▶ **Goal of the exercise**: Return every record below exactly; leave out the images.

━━━ Data supplied ━━━

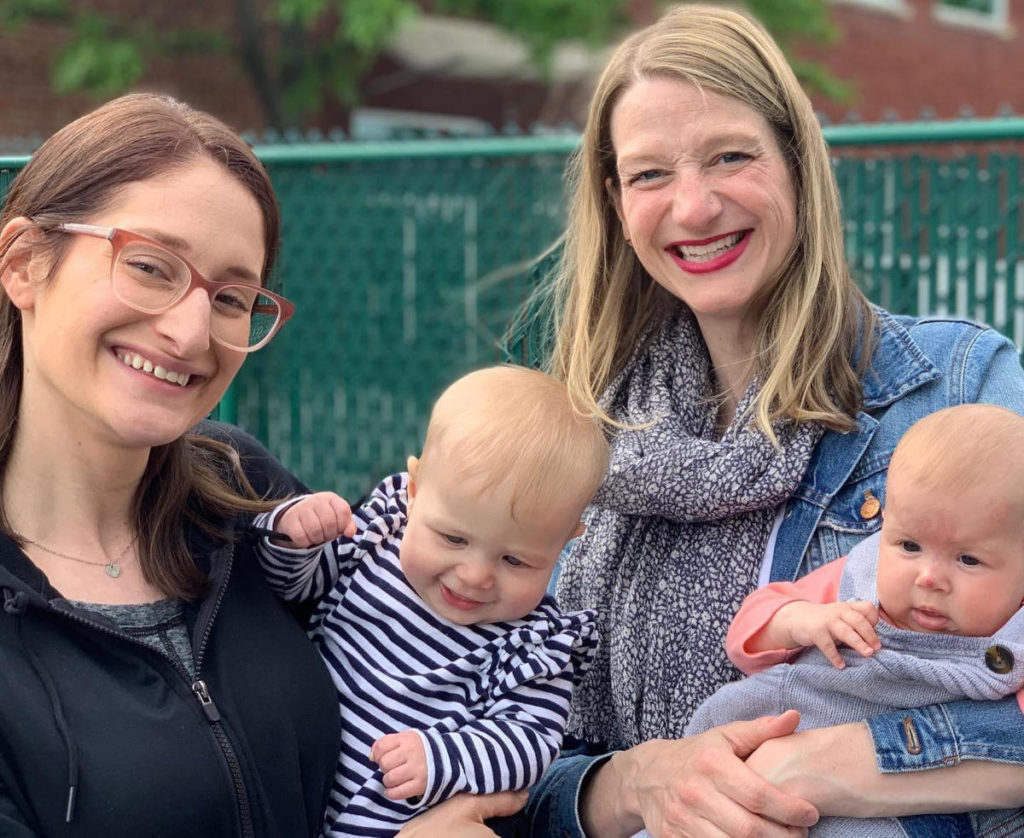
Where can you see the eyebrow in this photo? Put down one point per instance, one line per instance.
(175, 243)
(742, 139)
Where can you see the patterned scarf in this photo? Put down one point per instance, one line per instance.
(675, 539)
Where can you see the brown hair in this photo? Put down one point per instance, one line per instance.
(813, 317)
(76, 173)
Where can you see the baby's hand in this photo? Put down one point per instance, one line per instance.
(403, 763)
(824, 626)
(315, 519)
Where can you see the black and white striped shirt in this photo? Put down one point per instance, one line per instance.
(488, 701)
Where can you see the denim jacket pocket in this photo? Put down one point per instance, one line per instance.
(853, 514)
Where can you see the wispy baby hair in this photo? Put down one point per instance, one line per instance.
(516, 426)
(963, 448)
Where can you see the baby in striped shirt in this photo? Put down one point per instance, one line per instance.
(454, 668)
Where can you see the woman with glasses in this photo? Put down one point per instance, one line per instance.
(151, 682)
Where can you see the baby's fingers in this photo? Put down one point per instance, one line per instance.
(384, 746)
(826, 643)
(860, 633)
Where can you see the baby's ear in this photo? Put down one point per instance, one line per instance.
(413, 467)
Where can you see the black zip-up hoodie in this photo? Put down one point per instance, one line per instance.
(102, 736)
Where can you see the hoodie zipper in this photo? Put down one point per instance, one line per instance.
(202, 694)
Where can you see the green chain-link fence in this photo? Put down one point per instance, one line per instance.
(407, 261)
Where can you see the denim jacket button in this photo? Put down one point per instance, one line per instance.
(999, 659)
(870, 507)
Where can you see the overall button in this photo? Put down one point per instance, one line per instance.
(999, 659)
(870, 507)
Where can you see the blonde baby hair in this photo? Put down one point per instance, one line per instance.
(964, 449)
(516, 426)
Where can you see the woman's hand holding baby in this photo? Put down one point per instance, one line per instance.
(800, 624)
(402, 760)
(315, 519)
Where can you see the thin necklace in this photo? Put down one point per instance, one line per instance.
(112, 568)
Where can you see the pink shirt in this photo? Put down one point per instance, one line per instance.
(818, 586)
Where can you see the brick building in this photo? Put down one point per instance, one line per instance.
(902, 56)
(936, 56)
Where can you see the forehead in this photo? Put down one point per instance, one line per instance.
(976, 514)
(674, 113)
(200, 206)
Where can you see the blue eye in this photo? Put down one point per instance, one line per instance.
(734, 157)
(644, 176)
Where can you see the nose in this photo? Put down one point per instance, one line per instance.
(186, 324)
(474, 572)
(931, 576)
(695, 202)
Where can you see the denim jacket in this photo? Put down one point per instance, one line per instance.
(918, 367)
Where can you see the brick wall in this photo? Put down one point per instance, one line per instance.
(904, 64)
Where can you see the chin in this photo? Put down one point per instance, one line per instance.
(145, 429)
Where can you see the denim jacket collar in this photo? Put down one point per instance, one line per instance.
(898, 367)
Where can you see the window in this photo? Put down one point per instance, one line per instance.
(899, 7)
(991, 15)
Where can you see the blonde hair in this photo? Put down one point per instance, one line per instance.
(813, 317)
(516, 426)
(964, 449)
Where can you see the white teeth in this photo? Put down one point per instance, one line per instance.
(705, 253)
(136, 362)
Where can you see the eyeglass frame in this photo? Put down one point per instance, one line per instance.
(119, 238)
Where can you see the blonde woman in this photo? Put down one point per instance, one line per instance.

━━━

▶ **Output**:
Where can you see the eyebrow in this photo? Put down one point per instance, one line per instance.
(175, 243)
(742, 139)
Where can you see the patterned scarf in this photo? Put down one point per instance, one line per instance.
(675, 539)
Where can you see the brown hair in this photo? Put down one point per instance, one line per instance.
(813, 317)
(76, 173)
Where can you see the baby's hand in this photo? Put down one point per instance, one line per instance.
(403, 763)
(824, 626)
(315, 519)
Where can you see the black and white striped shirt in this photo? Put down one point per instance, one line per instance.
(488, 701)
Where can you see the denim jacket pocket in this photo? Put down one point per instance, one line per instance.
(853, 514)
Where can you see the wispy baby hair in this photo? Put down one point per instance, one line per instance.
(516, 426)
(963, 448)
Where can you see the baby in striped shirt in this photo? Put down one point per instance, one line per instance.
(454, 668)
Where can you see the woman with glasses in this photo? Put down one point per instance, one line per instance.
(151, 682)
Where can you see the baby's fingers in this photo? Put down one point per instance, one line per instance.
(384, 746)
(826, 643)
(860, 633)
Where can you see the baby's ear in this photo? Put down one point per instance, one line per instance.
(413, 467)
Where can you see the black zip-up hoodie in this photo? Put down one point per instance, one line per instance.
(102, 736)
Where can you see the hoodie zipper in this photo? Put down one point per instance, one line per instance.
(202, 694)
Where can you see the green chain-link fence in this photo? Put down one point per instance, one line per instance.
(407, 261)
Where can you see the denim jacket button in this photo? Put down one point per instance, one line per instance.
(999, 659)
(870, 507)
Where can you see the overall button in this photo? Put down one point per instance, one line per instance.
(999, 659)
(870, 507)
Where can you see the blonde baby hair in this photo? Put down one point per instance, one line per instance.
(964, 449)
(516, 426)
Where can you see the woman's hand holding baby in this photo? Put down one point per instance, one line per instance.
(800, 624)
(402, 760)
(315, 519)
Where can you see the thin necklace in this photo? Put down one point per instance, one line per instance.
(112, 568)
Where can you see the pink shirt in this photo? Put down one point per instance, one line per instance.
(818, 586)
Where can you see the brick building in this photo? Put down one point per instance, one line per instance.
(902, 56)
(936, 56)
Where can you see the forehead in this photo? Put down one point per instance, one line per instance.
(976, 514)
(674, 113)
(200, 206)
Where can you see the blue eye in this photo? Put down one point per instance, one line per instance.
(734, 157)
(644, 176)
Where can you see the nose in this photo? Put down one point per instance, one line per instance.
(186, 324)
(474, 572)
(931, 576)
(695, 202)
Where can you see the denim jacket in this photo? Put down one point per instance, one line per instance.
(918, 367)
Where can you see the brick wall in this photo? Put down one point per instance, one line per instance.
(904, 64)
Where can you see the chin in this photo? Put down one point per instance, one line per instance.
(145, 429)
Where can you see the denim jacket collar in this photo? Put down one point per instance, one line per instance.
(898, 367)
Where can you see the window in this photo? Put down one point per instance, one line per instance.
(899, 7)
(991, 15)
Where can you see the blonde hair in this photo? Put down one point per instance, one line per instance.
(813, 317)
(516, 426)
(964, 449)
Where can you see the white teeth in this photo? Put down one point per instance, one line per instance.
(705, 253)
(136, 362)
Where can you see the eyeglass frame in this photo? Put down one point per instance, one line per instance.
(119, 238)
Where can you see the blonde woman in this photo? Put down one point per instance, one line per instance.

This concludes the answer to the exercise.